Ma occorre considerare che tale beneficio prevede una serie di condizioni da rispettare che rendono l’utilizzo di questa tipologia contrattuale molto più rischiosa del contratto di apprendistato. Come noto, il regime contributivo agevolato dell’apprendistato non rappresenta un beneficio contributivo ex art. 1, comma 1175 della legge n. 296/2006 e dunque non è subordinato ai suoi limiti. Tantomeno esso rappresenta un incentivo all’occupazione e, quindi, non è legato al rispetto dei principi di cui all’art. 31 del decreto legislativo n. 151/2015.
Si rammenta poi che, fatte salve le diverse previsioni di legge o di contratto collettivo, i lavoratori assunti con contratto di apprendistato sono esclusi dal computo dei limiti numerici previsti da leggi e contratti collettivi per l’applicazione di particolari normative e istituti (art. 47, comma 3 del decreto legislativo n. 81/2015).
Fermo restando che all’apprendistato si applicano le sanzioni previste dalla normativa vigente per il licenziamento illegittimo, così come esse si applicano al contratto di rioccupazione, il recesso al termine del periodo di apprendistato non comporta una restituzione dei benefici concessi. In un contesto come quello attuale, caratterizzato da estrema incertezza economica, generata dalle continue chiusure delle attività produttive e commerciali dovute alla pandemia, poter valutare attentamente al termine del periodo formativo se sia opportuno proseguire con il rapporto di lavoro e recedere dal contratto senza costi aggiuntivi, costituisce un grande vantaggio per le imprese. Questa possibilità, come descritto, non è prevista per il contratto di rioccupazione, il cui recesso comporta le onerose conseguenze sopra evidenziate.
Un ulteriore vantaggio della stipula del contratto di apprendistato rispetto al contratto in commento è dato dalla possibilità di retribuire l’apprendista fino a due livelli in meno, oppure in misura percentualizzata, rispetto al minimo tabellare previsto per il livello di inquadramento della qualifica professionale che conseguirà al termine del periodo formativo, secondo il percorso di progressione indicato dalla contrattazione collettiva.

****************************************

** Consegna A **
Ricopia il testo sul contratto di apprendistato da "Fermo restando che" a "conseguenze sopra evidenziate.".
** Consegna B **
Prosegui il testo sul contratto di apprendistato a partire dalla sua ultima frase.

****************************************

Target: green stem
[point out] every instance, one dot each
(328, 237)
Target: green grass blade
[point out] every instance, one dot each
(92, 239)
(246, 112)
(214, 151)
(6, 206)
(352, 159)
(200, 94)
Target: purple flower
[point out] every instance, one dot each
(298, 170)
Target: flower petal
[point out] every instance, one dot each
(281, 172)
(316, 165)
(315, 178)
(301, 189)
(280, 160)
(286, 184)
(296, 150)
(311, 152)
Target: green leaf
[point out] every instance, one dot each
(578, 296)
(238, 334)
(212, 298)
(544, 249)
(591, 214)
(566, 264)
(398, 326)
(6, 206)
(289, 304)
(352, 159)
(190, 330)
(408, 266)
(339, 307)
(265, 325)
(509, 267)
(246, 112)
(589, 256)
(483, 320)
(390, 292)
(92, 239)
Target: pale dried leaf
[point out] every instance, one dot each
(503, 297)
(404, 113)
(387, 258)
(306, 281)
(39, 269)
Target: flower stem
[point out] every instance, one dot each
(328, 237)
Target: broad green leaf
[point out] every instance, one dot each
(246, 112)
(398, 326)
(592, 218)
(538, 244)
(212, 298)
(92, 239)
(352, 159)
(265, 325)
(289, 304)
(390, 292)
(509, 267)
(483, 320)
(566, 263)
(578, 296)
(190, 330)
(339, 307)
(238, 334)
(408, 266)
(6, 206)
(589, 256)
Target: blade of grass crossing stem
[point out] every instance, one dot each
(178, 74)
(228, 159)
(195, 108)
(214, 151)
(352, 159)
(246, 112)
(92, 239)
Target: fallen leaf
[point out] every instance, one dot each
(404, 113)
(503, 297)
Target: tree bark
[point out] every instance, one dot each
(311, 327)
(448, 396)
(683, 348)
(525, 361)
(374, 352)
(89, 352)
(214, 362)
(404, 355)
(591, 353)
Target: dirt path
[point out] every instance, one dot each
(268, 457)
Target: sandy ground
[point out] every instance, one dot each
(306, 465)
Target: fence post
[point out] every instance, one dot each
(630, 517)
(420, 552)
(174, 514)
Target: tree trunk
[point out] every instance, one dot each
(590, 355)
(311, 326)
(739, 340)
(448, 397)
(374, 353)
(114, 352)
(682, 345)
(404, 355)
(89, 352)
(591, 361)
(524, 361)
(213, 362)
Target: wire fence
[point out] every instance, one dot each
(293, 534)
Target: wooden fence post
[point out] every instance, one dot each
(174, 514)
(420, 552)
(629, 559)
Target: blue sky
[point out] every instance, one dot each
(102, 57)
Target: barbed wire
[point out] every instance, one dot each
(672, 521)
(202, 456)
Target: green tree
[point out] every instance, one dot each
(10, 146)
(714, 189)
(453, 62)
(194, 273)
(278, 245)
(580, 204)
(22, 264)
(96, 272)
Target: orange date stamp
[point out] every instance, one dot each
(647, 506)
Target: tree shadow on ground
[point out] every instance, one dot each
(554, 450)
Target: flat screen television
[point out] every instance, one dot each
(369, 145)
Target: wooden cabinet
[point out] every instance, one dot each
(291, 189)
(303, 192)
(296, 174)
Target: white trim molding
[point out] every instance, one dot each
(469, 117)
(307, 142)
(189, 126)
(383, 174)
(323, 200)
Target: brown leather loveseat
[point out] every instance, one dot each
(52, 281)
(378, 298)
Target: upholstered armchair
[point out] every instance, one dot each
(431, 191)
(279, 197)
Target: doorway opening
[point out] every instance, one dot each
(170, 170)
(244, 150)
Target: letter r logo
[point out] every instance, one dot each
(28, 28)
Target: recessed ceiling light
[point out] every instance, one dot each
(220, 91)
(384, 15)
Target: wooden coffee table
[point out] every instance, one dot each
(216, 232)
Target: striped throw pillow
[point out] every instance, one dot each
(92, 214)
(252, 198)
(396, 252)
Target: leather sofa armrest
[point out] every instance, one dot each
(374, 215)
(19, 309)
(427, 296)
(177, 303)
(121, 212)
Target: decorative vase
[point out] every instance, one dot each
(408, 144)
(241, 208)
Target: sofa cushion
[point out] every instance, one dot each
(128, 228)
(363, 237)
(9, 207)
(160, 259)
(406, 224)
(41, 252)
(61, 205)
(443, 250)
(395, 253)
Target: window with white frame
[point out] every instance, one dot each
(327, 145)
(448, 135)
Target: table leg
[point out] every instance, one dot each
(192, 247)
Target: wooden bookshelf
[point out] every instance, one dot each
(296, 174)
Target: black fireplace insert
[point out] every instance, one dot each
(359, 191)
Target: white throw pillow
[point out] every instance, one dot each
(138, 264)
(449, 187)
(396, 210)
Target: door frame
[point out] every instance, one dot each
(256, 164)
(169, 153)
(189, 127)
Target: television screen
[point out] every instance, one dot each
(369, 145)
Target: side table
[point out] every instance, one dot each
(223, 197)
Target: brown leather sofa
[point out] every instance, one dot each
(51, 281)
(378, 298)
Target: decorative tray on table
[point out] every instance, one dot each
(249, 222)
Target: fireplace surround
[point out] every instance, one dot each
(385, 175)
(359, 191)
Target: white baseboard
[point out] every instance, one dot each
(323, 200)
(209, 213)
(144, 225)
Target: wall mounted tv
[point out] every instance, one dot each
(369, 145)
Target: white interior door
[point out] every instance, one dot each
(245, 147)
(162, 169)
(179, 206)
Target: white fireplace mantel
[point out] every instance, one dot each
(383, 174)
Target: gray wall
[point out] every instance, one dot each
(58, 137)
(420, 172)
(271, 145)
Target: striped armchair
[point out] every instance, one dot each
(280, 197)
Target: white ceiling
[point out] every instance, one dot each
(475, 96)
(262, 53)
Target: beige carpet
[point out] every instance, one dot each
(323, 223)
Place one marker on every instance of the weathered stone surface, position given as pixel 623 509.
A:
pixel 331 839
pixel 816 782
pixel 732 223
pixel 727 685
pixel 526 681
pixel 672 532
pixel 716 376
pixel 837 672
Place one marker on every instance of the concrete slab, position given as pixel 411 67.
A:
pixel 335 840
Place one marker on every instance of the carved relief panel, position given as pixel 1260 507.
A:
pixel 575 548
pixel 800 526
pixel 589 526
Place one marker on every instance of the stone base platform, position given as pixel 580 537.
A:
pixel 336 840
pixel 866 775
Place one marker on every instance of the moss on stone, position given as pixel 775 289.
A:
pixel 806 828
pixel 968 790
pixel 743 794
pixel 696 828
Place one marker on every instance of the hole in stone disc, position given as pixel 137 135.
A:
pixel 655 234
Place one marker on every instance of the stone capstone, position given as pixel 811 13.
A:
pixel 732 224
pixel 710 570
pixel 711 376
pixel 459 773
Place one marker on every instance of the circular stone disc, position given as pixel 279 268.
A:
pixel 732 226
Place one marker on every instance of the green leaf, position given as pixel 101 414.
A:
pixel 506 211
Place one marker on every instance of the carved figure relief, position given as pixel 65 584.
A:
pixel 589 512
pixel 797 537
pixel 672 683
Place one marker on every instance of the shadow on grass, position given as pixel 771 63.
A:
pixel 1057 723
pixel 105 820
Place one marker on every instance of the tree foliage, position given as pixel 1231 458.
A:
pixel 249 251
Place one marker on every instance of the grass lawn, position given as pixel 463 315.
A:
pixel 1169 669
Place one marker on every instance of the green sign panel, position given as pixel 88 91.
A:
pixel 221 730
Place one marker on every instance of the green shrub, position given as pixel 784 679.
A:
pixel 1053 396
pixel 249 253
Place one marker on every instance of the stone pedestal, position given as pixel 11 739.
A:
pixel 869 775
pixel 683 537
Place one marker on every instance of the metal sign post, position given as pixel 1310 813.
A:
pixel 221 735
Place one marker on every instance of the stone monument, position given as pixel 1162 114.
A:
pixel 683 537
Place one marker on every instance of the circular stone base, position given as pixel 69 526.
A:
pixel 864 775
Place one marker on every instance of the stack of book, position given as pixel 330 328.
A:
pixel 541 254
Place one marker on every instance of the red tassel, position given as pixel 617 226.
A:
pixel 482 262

****************************************

** Spazio risposta A **
Fermo restando che all’apprendistato si applicano le sanzioni previste dalla normativa vigente per il licenziamento illegittimo, così come esse si applicano al contratto di rioccupazione, il recesso al termine del periodo di apprendistato non comporta una restituzione dei benefici concessi. In un contesto come quello attuale, caratterizzato da estrema incertezza economica, generata dalle continue chiusure delle attività produttive e commerciali dovute alla pandemia, poter valutare attentamente al termine del periodo formativo se sia opportuno proseguire con il rapporto di lavoro e recedere dal contratto senza costi aggiuntivi, costituisce un grande vantaggio per le imprese. Questa possibilità, come descritto, non è prevista per il contratto di rioccupazione, il cui recesso comporta le onerose conseguenze sopra evidenziate.

** Spazio risposta B **
Altra criticità del contratto di rioccupazione è dovuta alle tempistiche individuate. Nel contratto di apprendistato assume rilevanza la formazione che permette all’azienda di investire sullo sviluppo delle competenze. Considerando anche i grandi cambiamenti organizzativi che ha innescato la pandemia, quale garanzia di crescita professionale si offre al lavoratore in un percorso formativo di soli 6 mesi, a fronte dei 36 mesi previsti per l’apprendistato? Tanto considerato, nel contratto di rioccupazione la componente formativa sembra avere caratteri di marginalità, data l’esiguità temporale concessa.
Alla comparazione appena svolta, si potrebbe obiettare che l’apprendistato di cui all’art. 44 del decreto legislativo n. 81/2015 sia destinato soltanto i soggetti di età compresa tra i 18 e i 29 anni, mentre il contratto di rioccupazione ai soggetti di qualsiasi età in stato di disoccupazione.
Si evidenzia, tuttavia, che per i soggetti con età maggiore ai 29 anni, è presente nel medesimo decreto l’apprendistato professionalizzante di cui all’47 comma 4. Tale norma prevede che, ai fini della loro qualificazione o riqualificazione professionale è possibile assumere in apprendistato professionalizzante, senza limiti di età, i lavoratori beneficiari di indennità di mobilità o di un trattamento di disoccupazione (come NASpI e DIS-COLL). Per tale tipologia di apprendistato trovano applicazione, in deroga alle previsioni di cui all’articolo 42, comma 4, le disposizioni in materia di licenziamenti individuali (non si può quindi risolvere liberamente il contratto al termine del periodo formativo).